EXERCISE MATERIALS =>
------------------------------------------------
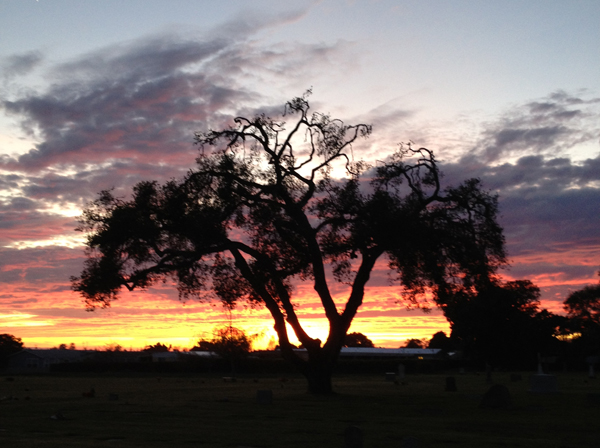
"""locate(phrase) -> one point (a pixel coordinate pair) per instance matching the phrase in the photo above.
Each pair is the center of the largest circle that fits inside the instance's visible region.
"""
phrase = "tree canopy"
(262, 211)
(583, 306)
(357, 340)
(502, 324)
(9, 344)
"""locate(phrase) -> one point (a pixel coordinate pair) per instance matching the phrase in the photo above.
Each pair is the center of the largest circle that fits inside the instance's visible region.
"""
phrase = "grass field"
(187, 411)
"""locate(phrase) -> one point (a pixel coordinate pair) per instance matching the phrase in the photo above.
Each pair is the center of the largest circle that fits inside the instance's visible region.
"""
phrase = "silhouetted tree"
(228, 342)
(357, 340)
(583, 314)
(583, 306)
(441, 341)
(414, 343)
(501, 324)
(9, 344)
(262, 211)
(156, 348)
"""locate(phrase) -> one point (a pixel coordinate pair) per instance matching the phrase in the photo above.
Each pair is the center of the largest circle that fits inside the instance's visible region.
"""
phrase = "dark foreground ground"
(192, 411)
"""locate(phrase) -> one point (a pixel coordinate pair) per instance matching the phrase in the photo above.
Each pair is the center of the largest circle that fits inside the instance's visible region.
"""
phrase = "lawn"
(188, 411)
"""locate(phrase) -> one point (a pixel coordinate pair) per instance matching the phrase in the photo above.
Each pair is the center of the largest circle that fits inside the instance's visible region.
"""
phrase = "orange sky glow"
(113, 102)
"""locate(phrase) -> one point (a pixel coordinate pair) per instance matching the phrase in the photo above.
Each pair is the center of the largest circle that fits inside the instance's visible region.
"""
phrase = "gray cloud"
(20, 64)
(549, 126)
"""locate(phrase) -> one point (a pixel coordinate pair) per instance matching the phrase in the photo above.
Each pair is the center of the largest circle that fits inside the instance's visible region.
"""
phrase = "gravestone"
(592, 361)
(450, 384)
(353, 437)
(497, 397)
(593, 398)
(264, 396)
(543, 384)
(401, 372)
(409, 442)
(488, 374)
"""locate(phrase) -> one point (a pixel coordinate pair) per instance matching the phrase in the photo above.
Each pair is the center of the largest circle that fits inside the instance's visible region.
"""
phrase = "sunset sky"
(103, 94)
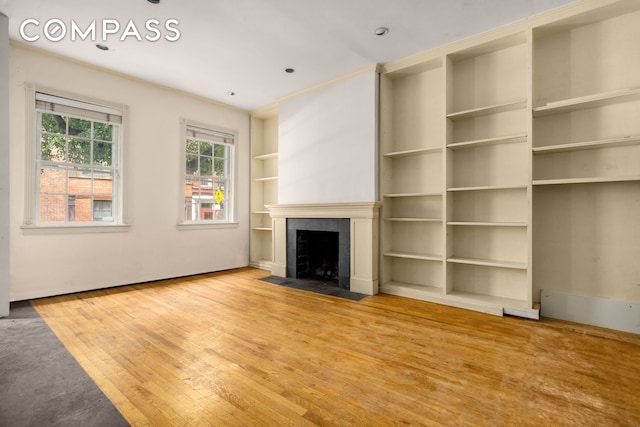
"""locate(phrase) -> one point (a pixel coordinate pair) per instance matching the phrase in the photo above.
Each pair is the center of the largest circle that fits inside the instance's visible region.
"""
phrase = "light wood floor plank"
(229, 349)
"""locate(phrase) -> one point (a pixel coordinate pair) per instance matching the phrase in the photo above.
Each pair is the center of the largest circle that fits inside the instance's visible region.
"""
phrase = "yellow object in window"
(219, 196)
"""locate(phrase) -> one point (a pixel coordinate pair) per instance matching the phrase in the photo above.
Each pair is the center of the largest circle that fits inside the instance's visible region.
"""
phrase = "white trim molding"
(364, 238)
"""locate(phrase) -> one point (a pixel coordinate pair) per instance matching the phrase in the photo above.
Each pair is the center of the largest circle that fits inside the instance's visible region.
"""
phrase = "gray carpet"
(317, 286)
(41, 384)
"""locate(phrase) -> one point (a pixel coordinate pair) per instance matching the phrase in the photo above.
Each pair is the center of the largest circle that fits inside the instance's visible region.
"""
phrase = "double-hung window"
(208, 179)
(77, 163)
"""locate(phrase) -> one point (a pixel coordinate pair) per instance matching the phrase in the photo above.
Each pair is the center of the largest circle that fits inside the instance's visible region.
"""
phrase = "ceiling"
(244, 46)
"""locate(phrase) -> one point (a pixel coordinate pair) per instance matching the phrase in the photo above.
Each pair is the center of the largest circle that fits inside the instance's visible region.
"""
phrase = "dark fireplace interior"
(318, 248)
(317, 255)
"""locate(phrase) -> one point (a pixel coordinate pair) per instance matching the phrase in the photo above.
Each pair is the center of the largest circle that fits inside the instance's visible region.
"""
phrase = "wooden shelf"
(489, 188)
(415, 152)
(588, 145)
(489, 263)
(487, 110)
(268, 156)
(505, 303)
(594, 180)
(488, 224)
(508, 139)
(413, 219)
(411, 290)
(264, 173)
(412, 194)
(589, 101)
(411, 255)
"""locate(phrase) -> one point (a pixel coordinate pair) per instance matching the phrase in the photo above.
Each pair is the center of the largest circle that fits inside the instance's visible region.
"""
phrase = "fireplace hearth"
(318, 248)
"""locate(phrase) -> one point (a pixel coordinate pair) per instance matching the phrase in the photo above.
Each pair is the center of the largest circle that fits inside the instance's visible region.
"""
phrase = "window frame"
(31, 221)
(231, 179)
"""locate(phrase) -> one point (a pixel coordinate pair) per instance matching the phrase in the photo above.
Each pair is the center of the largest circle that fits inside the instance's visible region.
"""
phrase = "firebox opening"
(317, 255)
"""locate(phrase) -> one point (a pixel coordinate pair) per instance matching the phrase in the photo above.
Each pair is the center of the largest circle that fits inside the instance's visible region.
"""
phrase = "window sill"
(75, 229)
(205, 225)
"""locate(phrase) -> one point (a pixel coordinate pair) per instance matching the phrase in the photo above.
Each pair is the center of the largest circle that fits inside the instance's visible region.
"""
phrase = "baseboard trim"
(596, 311)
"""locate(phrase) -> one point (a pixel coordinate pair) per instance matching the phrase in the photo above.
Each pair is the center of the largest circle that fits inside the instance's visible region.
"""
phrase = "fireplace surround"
(307, 231)
(362, 221)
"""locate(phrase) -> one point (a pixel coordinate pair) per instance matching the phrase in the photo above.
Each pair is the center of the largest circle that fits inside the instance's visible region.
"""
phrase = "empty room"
(335, 213)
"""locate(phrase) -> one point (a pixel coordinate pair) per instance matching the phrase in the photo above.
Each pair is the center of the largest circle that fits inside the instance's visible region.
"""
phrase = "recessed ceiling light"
(381, 31)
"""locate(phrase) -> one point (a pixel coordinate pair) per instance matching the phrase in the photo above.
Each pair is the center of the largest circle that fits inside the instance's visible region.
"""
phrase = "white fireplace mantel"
(363, 234)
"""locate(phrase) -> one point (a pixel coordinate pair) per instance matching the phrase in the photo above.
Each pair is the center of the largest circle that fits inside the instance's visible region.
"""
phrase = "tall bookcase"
(412, 181)
(586, 153)
(264, 184)
(510, 163)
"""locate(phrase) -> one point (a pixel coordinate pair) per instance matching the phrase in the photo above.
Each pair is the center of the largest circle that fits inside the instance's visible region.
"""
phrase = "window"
(77, 154)
(208, 194)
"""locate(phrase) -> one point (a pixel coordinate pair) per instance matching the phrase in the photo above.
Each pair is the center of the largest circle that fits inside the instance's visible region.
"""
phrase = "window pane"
(219, 164)
(192, 146)
(53, 208)
(80, 151)
(54, 123)
(102, 210)
(220, 150)
(199, 199)
(102, 131)
(206, 148)
(79, 208)
(192, 164)
(80, 181)
(206, 166)
(192, 197)
(53, 147)
(79, 127)
(219, 209)
(103, 183)
(102, 153)
(53, 180)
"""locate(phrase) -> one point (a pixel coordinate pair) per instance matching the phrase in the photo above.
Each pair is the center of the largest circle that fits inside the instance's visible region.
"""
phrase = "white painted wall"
(327, 144)
(4, 165)
(153, 248)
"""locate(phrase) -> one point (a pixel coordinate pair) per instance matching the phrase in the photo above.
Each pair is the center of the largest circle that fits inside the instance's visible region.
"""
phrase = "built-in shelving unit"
(264, 182)
(488, 174)
(533, 136)
(456, 216)
(413, 173)
(586, 155)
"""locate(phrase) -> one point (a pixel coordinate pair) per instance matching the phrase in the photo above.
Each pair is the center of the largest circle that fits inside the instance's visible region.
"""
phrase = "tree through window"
(208, 192)
(77, 161)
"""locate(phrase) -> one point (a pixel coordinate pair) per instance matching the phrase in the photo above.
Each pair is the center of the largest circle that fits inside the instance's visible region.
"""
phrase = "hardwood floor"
(227, 349)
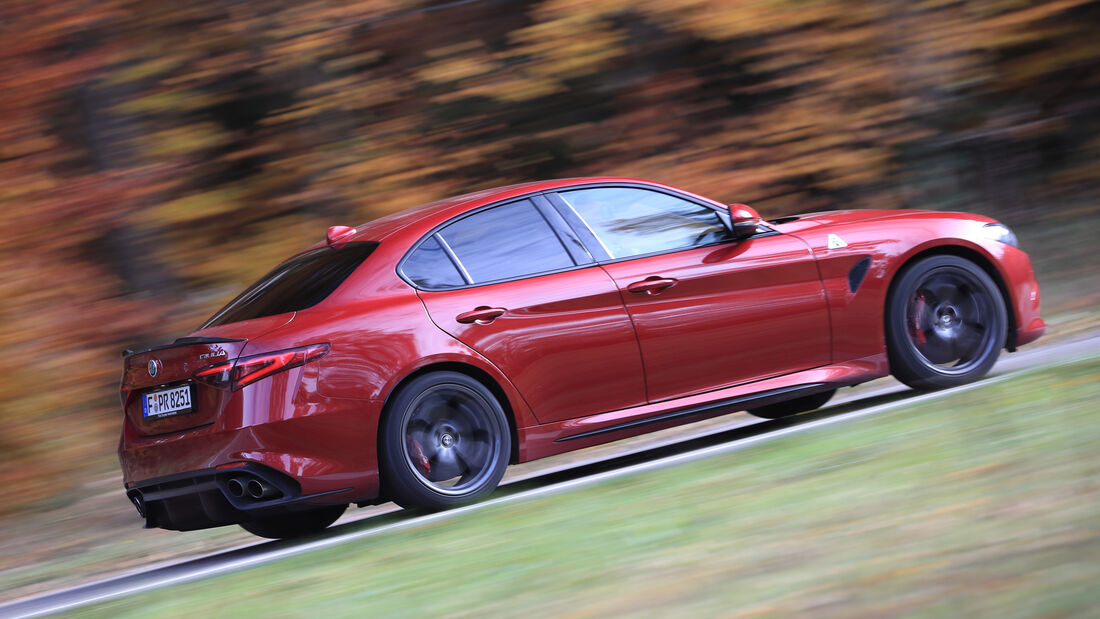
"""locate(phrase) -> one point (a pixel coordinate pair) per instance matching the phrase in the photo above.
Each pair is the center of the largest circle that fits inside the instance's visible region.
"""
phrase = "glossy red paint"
(733, 313)
(558, 329)
(578, 351)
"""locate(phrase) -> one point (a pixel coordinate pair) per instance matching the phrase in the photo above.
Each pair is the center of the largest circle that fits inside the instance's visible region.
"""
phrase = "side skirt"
(551, 439)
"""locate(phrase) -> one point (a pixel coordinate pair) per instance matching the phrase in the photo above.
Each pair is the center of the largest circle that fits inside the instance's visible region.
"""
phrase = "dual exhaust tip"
(251, 487)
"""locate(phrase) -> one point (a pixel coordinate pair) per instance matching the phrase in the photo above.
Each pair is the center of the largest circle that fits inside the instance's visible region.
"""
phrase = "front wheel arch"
(967, 254)
(961, 286)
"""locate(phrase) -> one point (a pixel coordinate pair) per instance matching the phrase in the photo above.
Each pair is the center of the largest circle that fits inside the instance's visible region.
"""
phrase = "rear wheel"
(295, 523)
(946, 323)
(444, 442)
(793, 407)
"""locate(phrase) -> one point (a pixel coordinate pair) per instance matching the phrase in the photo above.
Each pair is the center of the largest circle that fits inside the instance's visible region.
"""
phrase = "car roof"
(420, 219)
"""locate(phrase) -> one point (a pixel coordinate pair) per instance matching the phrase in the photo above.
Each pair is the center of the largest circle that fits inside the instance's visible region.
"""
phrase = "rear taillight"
(245, 371)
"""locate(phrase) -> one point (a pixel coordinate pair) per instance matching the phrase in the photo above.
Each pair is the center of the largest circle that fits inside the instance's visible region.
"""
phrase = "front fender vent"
(858, 273)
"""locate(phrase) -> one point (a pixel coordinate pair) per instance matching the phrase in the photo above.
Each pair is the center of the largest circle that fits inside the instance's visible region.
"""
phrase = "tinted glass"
(631, 222)
(295, 285)
(506, 242)
(429, 267)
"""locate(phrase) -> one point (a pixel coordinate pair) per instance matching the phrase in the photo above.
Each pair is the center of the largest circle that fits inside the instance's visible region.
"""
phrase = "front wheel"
(444, 442)
(946, 323)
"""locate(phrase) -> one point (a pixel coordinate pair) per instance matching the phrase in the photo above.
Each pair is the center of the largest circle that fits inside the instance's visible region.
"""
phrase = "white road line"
(122, 586)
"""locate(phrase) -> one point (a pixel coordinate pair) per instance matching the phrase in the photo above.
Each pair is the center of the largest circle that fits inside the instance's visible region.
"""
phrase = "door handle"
(482, 314)
(651, 285)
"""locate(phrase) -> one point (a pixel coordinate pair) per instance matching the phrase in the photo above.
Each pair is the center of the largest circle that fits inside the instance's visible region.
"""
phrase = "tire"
(295, 523)
(444, 441)
(793, 407)
(946, 323)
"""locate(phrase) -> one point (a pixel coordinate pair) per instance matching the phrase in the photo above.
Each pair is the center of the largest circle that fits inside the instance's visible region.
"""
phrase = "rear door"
(708, 311)
(513, 283)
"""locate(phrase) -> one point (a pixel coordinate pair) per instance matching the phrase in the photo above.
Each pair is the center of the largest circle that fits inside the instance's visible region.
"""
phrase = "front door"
(708, 311)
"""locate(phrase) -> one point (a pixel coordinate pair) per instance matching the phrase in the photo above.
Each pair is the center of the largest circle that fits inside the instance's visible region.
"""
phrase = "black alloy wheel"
(946, 323)
(444, 442)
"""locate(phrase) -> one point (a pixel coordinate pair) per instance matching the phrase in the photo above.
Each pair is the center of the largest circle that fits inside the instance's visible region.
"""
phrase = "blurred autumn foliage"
(157, 156)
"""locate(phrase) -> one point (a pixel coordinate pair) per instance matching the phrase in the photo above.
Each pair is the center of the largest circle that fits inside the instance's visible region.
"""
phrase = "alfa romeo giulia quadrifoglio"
(414, 357)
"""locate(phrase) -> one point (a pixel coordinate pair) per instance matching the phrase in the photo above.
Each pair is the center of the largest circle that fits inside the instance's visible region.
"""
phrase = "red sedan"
(414, 357)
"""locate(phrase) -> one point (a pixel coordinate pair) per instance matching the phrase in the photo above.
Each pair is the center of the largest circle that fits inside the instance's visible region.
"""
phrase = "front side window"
(633, 222)
(505, 242)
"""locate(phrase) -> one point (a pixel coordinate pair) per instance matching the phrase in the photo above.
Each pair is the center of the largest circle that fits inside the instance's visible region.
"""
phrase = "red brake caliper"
(418, 454)
(917, 312)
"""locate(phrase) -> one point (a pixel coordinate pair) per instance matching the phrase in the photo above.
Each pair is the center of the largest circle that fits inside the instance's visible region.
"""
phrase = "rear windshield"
(295, 285)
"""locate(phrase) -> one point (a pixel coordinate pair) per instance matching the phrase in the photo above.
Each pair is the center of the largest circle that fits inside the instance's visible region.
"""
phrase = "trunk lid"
(162, 369)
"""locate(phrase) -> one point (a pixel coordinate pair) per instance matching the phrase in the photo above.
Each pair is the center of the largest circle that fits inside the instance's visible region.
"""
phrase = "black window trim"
(435, 233)
(596, 246)
(453, 257)
(567, 224)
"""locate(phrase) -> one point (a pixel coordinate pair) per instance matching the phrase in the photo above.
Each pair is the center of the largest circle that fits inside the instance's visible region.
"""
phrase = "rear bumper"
(206, 498)
(325, 454)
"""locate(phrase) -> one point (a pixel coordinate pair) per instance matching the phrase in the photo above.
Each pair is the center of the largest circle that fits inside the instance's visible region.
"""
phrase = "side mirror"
(743, 221)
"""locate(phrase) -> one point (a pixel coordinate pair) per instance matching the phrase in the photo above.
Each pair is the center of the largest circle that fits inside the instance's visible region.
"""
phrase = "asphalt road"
(740, 431)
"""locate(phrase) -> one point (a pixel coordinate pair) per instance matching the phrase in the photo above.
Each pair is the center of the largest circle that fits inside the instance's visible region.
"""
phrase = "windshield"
(300, 283)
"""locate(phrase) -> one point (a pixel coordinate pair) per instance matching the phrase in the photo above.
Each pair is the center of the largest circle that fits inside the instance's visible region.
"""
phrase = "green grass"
(982, 503)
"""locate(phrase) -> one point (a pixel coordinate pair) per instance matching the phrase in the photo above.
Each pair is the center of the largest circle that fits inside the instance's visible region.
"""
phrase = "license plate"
(165, 402)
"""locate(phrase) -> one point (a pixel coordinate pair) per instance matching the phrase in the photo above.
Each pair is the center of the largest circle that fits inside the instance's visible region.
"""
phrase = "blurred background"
(157, 156)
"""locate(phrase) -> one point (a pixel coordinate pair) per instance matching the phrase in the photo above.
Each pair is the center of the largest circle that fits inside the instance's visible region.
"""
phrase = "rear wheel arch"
(476, 374)
(974, 256)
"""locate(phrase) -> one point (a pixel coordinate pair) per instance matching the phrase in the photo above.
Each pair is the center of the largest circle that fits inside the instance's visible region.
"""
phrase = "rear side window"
(506, 242)
(297, 284)
(631, 222)
(429, 266)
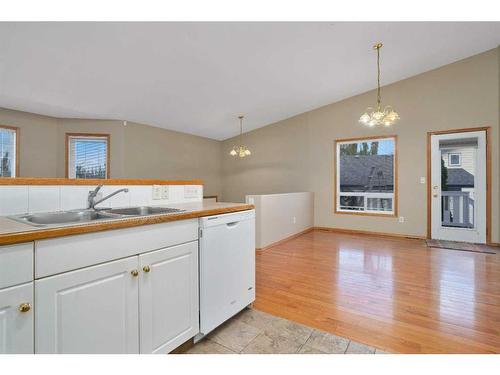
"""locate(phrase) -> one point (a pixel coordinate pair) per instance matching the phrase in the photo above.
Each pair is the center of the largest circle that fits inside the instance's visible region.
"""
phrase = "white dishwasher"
(227, 267)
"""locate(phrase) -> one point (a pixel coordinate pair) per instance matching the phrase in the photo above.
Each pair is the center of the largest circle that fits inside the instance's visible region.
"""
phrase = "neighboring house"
(366, 173)
(459, 157)
(459, 179)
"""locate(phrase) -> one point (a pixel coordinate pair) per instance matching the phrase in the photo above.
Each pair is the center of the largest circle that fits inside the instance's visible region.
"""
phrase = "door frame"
(486, 129)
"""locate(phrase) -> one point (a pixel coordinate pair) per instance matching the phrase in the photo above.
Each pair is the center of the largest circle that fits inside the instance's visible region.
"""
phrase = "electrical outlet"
(190, 191)
(156, 192)
(165, 190)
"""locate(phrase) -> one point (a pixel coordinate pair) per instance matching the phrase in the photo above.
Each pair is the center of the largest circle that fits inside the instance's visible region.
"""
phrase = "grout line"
(224, 346)
(305, 342)
(252, 340)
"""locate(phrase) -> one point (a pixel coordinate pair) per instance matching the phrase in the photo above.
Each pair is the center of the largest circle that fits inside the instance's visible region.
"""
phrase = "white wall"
(278, 216)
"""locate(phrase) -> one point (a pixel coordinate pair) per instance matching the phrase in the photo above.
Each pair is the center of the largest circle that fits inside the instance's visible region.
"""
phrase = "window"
(87, 155)
(9, 151)
(455, 160)
(366, 176)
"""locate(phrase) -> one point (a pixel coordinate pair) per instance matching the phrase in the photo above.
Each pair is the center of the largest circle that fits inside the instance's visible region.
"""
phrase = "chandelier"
(378, 116)
(241, 151)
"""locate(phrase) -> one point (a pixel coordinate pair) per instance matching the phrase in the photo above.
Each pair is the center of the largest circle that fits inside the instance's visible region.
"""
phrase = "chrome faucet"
(92, 194)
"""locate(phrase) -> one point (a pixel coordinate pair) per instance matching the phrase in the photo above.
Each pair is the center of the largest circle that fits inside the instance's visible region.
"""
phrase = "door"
(91, 310)
(16, 320)
(169, 297)
(458, 186)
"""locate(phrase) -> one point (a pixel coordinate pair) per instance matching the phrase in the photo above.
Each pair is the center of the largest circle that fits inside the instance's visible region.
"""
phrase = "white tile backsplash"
(13, 200)
(119, 200)
(22, 199)
(74, 197)
(141, 195)
(44, 198)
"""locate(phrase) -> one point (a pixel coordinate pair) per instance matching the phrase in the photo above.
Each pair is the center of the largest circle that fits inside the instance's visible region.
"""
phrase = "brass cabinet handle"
(25, 307)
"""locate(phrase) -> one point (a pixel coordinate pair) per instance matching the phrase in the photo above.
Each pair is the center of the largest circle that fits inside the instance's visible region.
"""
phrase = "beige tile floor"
(255, 332)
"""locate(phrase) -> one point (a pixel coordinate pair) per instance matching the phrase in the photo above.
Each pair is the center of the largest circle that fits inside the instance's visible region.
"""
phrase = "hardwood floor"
(394, 294)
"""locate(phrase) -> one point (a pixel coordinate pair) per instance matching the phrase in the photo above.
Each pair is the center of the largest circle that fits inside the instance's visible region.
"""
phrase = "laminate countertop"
(12, 232)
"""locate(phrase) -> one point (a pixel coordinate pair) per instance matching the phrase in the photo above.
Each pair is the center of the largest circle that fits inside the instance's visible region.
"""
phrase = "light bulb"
(393, 115)
(365, 118)
(378, 115)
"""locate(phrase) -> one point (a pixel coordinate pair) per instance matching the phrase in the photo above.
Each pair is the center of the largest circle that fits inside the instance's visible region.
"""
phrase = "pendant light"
(379, 116)
(241, 151)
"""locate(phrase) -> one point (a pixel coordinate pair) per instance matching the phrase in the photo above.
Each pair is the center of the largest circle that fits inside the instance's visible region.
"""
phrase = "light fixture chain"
(378, 79)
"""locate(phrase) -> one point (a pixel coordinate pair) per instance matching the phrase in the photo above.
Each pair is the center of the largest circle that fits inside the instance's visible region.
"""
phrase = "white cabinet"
(168, 297)
(92, 310)
(16, 319)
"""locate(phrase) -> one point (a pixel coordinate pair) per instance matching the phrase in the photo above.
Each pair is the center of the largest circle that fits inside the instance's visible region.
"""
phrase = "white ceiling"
(197, 77)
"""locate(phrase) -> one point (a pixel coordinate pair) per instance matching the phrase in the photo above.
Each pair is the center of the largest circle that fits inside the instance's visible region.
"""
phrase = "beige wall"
(170, 153)
(38, 135)
(136, 151)
(297, 154)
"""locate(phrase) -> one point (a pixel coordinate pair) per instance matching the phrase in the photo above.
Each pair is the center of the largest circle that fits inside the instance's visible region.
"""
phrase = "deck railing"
(457, 209)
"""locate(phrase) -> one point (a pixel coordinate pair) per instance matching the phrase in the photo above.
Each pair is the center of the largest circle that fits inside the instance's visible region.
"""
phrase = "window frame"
(459, 159)
(106, 136)
(336, 176)
(17, 150)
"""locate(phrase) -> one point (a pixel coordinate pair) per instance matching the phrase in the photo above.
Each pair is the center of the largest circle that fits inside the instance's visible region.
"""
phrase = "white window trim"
(338, 193)
(71, 170)
(459, 159)
(15, 155)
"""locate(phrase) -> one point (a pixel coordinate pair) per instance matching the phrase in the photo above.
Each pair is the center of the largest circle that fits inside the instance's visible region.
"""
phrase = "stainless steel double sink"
(44, 219)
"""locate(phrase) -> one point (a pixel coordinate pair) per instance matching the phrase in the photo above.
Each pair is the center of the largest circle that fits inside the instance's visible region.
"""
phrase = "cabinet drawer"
(69, 253)
(16, 264)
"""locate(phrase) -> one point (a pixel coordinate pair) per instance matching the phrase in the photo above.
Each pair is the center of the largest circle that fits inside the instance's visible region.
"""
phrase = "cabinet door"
(92, 310)
(16, 320)
(169, 297)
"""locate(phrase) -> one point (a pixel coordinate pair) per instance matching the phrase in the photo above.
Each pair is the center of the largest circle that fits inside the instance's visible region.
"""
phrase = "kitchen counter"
(12, 232)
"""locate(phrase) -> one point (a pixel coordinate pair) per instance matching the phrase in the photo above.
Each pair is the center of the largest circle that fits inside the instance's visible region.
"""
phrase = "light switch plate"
(165, 190)
(156, 192)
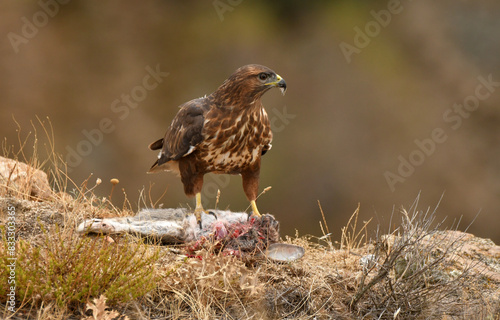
------------------------------------------------
WRITTEN INSTRUCTION => Pick out every line in the items that contains the word "ceiling" and copy each one.

FULL SOLUTION =>
phrase = "ceiling"
phrase = "recessed ceiling light"
phrase = "white ceiling"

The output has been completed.